◆ EXERCISE DIRECTIONS ◆
Working down the material below, reproduce exactly every line from the one containing "Query: gold high heel shoe" to the last line, and only those.

◆ RECORDS SHOWN ◆
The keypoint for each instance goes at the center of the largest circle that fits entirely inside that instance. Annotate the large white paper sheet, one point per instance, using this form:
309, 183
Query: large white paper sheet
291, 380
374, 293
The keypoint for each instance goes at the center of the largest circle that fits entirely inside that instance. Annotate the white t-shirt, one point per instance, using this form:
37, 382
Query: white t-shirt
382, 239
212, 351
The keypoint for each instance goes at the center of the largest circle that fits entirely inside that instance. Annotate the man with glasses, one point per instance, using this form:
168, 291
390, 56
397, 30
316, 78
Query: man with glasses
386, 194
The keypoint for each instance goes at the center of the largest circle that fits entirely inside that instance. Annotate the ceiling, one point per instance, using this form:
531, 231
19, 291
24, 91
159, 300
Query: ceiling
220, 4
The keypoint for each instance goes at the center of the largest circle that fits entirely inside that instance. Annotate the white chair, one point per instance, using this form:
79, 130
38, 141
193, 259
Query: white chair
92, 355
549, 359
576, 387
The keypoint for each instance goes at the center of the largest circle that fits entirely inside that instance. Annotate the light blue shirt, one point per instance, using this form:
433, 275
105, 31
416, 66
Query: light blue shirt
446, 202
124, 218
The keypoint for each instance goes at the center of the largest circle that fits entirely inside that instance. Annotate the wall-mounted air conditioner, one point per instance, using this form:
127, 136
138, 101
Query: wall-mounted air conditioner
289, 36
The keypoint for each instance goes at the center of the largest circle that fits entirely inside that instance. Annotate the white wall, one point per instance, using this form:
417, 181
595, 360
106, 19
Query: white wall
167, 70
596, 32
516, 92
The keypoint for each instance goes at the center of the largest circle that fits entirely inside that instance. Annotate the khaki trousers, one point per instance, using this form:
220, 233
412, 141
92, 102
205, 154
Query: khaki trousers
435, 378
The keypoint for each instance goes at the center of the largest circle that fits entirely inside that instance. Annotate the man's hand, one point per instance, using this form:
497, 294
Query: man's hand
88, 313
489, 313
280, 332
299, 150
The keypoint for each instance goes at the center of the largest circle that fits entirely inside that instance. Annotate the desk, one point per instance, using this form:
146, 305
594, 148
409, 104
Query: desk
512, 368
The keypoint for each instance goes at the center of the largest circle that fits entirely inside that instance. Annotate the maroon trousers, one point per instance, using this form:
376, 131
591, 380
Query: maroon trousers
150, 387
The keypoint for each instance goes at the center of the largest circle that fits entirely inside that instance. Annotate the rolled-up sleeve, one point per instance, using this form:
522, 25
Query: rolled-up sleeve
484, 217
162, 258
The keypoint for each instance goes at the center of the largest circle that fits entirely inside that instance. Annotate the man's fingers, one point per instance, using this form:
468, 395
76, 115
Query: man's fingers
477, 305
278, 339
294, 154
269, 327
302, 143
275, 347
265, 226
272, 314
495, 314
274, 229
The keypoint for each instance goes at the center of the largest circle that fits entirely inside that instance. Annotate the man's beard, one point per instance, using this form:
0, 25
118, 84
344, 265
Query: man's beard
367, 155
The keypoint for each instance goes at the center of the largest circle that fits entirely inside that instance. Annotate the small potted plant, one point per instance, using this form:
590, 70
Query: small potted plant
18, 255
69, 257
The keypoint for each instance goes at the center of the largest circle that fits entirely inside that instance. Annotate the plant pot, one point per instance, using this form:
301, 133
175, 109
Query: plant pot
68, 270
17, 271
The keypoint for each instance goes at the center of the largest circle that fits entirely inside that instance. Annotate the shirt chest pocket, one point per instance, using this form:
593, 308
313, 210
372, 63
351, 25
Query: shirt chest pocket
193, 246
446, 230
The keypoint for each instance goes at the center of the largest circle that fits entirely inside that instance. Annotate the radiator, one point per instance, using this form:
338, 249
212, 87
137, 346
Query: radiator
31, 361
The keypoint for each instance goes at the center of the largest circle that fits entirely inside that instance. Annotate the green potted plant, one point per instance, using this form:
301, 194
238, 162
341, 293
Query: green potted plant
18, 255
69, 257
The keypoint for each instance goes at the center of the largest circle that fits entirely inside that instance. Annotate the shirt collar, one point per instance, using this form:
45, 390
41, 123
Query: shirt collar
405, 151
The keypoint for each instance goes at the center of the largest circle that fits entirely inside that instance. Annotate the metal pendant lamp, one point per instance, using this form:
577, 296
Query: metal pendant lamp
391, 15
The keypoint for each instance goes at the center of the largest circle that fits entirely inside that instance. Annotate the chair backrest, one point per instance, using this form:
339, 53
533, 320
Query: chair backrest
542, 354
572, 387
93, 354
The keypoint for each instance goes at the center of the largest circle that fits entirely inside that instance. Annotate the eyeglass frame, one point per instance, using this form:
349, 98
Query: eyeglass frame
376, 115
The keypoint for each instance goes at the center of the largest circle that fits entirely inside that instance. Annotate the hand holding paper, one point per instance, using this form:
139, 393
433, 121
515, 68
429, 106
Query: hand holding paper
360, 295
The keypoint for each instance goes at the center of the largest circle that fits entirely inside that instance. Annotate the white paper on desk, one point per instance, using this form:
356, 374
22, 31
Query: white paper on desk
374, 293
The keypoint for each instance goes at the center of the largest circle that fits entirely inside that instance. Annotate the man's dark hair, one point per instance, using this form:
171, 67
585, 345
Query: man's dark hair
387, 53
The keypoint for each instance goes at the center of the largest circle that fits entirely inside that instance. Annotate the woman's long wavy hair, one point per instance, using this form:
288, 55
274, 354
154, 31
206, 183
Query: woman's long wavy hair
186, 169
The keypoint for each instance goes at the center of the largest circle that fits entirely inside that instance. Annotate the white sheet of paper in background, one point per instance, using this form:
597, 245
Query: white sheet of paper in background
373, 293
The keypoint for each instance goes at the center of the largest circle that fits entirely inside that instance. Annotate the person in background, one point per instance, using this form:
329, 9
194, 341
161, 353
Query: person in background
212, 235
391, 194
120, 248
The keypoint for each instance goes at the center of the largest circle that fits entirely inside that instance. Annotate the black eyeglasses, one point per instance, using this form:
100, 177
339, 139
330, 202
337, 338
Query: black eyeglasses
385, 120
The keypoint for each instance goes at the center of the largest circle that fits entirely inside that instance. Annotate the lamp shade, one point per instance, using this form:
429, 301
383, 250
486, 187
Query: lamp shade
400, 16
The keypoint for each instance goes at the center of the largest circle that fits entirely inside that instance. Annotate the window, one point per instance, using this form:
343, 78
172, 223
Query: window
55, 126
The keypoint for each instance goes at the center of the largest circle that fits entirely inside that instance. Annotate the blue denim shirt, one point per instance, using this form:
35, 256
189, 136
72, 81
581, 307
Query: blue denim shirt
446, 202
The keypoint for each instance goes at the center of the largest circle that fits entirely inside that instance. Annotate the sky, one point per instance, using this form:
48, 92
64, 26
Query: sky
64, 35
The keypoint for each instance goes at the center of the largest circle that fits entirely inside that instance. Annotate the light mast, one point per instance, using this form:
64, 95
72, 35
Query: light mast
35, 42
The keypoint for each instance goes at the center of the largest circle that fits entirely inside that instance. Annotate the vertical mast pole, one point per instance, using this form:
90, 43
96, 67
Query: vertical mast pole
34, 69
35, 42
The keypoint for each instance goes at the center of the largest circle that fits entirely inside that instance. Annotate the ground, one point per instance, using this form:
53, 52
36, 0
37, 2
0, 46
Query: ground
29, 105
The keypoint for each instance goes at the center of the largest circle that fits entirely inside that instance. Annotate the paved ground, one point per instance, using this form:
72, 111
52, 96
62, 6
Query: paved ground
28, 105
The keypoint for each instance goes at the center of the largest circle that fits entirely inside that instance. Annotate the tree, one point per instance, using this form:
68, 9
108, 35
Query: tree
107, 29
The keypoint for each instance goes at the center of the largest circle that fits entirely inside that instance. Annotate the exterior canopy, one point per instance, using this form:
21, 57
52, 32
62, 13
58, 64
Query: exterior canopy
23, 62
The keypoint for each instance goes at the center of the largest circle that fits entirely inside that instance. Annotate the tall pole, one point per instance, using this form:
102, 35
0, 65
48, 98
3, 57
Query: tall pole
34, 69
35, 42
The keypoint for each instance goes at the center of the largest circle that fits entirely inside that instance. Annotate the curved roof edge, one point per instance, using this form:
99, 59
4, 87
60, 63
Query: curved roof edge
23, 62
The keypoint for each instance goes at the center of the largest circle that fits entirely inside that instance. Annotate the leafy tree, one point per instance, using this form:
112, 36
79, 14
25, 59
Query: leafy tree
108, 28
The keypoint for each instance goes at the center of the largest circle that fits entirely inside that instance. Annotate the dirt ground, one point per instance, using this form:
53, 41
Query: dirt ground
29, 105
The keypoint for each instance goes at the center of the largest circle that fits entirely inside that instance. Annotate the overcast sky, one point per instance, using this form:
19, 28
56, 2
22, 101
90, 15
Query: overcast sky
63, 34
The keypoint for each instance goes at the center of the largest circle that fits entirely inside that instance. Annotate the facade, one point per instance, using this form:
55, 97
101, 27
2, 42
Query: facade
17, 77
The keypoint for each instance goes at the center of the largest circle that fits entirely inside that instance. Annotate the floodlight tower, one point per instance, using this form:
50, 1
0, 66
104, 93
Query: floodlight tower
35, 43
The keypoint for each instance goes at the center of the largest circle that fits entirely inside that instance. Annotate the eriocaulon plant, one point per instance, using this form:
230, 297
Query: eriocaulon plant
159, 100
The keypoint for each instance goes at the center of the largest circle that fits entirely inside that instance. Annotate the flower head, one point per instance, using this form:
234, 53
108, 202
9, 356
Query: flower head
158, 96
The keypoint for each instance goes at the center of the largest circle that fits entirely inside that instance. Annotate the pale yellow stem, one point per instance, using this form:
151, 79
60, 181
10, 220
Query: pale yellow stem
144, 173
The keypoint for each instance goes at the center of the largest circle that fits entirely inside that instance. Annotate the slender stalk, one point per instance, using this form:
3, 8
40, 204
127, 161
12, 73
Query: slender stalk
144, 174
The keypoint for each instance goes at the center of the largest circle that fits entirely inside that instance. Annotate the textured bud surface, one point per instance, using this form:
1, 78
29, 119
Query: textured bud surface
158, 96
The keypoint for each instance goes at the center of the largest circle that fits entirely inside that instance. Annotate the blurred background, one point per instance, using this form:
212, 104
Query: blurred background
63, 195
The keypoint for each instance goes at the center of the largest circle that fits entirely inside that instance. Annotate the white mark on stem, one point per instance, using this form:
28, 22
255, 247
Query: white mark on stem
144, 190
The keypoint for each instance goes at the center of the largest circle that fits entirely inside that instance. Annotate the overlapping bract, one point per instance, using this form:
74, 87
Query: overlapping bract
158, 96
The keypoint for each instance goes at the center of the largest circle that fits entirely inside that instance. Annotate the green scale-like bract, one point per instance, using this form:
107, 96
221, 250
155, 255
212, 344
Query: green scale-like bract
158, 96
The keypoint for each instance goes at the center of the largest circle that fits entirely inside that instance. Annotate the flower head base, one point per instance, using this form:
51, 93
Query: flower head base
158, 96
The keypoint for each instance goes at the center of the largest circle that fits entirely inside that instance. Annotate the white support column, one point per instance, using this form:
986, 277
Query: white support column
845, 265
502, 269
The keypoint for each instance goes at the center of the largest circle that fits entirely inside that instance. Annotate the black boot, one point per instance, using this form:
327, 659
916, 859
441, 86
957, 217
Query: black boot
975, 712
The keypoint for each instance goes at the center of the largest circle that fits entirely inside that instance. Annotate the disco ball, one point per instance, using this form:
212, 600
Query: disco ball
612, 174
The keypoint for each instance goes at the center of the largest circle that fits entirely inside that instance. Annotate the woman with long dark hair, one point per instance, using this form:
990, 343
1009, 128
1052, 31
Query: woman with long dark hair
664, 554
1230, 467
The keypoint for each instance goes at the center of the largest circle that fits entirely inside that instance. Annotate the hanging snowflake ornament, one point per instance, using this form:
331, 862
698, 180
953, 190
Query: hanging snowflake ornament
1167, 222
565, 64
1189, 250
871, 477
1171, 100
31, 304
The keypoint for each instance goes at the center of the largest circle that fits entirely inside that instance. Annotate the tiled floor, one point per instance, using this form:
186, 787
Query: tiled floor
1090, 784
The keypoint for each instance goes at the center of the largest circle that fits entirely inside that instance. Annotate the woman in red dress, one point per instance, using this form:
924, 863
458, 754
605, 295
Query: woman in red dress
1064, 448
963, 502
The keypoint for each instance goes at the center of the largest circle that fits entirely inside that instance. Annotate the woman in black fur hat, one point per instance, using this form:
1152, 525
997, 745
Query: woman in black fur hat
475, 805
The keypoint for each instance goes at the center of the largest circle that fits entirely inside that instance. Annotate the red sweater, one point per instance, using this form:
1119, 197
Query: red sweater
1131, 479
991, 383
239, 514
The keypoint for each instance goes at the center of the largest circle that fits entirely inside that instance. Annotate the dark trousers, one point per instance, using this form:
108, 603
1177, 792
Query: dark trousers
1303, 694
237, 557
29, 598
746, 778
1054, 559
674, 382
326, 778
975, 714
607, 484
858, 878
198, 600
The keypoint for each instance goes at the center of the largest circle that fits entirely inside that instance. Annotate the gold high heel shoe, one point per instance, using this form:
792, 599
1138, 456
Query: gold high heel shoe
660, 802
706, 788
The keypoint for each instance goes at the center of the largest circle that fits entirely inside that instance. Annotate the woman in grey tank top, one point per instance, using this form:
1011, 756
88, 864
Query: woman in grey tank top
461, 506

◆ TASK SOLUTION ◆
Query: gold high heel shoe
660, 802
706, 788
The keypoint for each instance goes at the center of the largest circle that fits entirely inside that instance. Annotate the woman in grey tank top, one point per instance, using this form:
1011, 756
88, 864
Query: woman in grey tank top
461, 506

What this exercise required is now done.